- Dataset entries -

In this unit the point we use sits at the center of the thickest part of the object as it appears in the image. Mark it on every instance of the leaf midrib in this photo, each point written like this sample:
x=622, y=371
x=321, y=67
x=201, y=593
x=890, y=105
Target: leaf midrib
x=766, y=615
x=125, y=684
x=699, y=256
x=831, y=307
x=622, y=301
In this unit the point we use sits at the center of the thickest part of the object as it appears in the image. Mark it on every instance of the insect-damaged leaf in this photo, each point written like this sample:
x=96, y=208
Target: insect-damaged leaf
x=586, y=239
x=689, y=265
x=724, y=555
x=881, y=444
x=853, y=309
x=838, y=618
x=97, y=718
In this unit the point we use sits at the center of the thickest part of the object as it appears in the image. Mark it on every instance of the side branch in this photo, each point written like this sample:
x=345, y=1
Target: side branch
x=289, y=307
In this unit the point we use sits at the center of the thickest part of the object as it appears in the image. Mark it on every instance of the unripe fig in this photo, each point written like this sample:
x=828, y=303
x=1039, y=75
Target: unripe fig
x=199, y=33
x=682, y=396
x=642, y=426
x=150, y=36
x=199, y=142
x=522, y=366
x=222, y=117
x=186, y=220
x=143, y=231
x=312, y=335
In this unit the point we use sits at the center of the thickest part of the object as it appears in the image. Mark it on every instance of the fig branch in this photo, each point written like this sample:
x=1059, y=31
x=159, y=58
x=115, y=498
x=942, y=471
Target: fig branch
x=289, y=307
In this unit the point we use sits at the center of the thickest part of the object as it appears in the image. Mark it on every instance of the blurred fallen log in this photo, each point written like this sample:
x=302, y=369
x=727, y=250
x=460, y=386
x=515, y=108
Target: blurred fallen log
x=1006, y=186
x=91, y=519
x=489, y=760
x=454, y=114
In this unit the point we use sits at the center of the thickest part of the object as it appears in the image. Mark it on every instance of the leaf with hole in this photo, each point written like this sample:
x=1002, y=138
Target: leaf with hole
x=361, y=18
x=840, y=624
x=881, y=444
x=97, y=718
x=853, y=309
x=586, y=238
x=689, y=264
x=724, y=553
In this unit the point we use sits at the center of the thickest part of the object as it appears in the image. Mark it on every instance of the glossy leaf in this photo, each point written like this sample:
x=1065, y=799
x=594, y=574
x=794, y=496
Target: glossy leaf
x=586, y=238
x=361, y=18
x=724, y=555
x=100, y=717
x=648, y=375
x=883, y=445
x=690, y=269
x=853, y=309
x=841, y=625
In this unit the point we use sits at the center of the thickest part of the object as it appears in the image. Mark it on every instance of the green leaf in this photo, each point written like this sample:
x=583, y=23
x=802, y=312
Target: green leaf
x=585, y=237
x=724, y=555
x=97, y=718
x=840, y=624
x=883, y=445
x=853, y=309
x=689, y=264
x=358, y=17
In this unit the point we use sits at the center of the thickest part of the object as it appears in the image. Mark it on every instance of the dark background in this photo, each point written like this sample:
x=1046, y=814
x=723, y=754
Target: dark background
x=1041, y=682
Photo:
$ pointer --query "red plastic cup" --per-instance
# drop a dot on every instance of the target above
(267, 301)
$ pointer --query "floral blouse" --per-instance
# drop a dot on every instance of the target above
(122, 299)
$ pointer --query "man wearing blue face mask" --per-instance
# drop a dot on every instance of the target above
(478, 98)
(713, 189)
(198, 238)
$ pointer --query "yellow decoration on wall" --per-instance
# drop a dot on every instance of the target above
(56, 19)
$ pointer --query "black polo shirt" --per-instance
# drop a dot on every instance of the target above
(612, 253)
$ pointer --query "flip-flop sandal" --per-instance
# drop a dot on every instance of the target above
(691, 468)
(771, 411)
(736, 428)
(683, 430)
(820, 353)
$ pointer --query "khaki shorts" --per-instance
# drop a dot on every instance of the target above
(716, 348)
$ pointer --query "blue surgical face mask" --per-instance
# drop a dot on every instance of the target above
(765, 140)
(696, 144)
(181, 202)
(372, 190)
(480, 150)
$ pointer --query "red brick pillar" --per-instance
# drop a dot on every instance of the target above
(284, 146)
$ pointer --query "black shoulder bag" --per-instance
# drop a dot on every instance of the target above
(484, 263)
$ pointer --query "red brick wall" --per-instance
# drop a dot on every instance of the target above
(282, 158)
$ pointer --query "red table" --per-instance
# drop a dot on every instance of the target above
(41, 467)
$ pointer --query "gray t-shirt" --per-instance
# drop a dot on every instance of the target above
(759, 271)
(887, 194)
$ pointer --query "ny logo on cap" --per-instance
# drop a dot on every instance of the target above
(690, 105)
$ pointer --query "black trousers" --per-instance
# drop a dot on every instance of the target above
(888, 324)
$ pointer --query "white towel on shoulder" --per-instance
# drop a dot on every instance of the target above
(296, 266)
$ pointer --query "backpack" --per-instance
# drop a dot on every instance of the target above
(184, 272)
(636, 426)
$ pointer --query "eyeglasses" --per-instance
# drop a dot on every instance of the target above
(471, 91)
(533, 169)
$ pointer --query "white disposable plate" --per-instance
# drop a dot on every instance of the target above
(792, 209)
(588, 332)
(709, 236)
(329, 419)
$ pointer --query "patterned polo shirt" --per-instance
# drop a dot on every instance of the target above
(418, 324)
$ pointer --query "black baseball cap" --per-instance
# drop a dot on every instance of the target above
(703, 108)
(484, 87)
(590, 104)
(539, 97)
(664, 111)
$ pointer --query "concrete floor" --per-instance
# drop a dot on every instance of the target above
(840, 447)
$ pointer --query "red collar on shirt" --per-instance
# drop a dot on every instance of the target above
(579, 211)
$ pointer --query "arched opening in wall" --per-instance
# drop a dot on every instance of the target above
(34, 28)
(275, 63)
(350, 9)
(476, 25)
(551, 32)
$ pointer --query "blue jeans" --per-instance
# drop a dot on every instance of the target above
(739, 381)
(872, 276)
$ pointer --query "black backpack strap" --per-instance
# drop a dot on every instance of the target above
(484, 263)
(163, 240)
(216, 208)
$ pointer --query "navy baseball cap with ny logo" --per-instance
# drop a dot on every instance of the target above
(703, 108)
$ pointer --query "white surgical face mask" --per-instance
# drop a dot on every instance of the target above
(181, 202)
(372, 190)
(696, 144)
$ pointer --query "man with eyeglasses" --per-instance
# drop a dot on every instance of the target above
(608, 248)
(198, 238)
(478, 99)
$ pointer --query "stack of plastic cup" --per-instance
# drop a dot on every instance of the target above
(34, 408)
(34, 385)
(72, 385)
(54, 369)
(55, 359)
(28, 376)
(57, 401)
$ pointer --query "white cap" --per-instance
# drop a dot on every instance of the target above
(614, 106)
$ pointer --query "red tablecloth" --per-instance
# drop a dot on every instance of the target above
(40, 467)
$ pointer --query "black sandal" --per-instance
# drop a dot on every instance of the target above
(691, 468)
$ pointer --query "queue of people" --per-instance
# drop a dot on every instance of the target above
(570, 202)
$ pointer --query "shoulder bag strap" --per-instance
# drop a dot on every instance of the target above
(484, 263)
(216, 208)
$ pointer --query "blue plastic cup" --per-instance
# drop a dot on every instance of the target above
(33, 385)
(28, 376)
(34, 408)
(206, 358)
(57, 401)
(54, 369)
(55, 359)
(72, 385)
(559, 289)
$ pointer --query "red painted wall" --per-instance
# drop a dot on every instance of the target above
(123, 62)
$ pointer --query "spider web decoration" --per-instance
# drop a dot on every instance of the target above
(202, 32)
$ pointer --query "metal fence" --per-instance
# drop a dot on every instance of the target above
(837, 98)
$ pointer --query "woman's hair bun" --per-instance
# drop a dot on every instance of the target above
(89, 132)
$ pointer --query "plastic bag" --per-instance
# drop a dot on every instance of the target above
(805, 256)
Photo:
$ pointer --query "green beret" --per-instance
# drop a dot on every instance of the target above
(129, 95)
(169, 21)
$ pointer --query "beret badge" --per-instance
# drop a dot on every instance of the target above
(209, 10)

- Work order -
Pick out and copy the lines of the material that include the word "plastic".

- Response below -
$ pointer --query "red plastic cup" --per-instance
$ pointer --query "stack of plastic cup" --per-instance
$ pointer --query "blue plastic cup" --per-instance
$ pointer --query "plastic bag" --per-instance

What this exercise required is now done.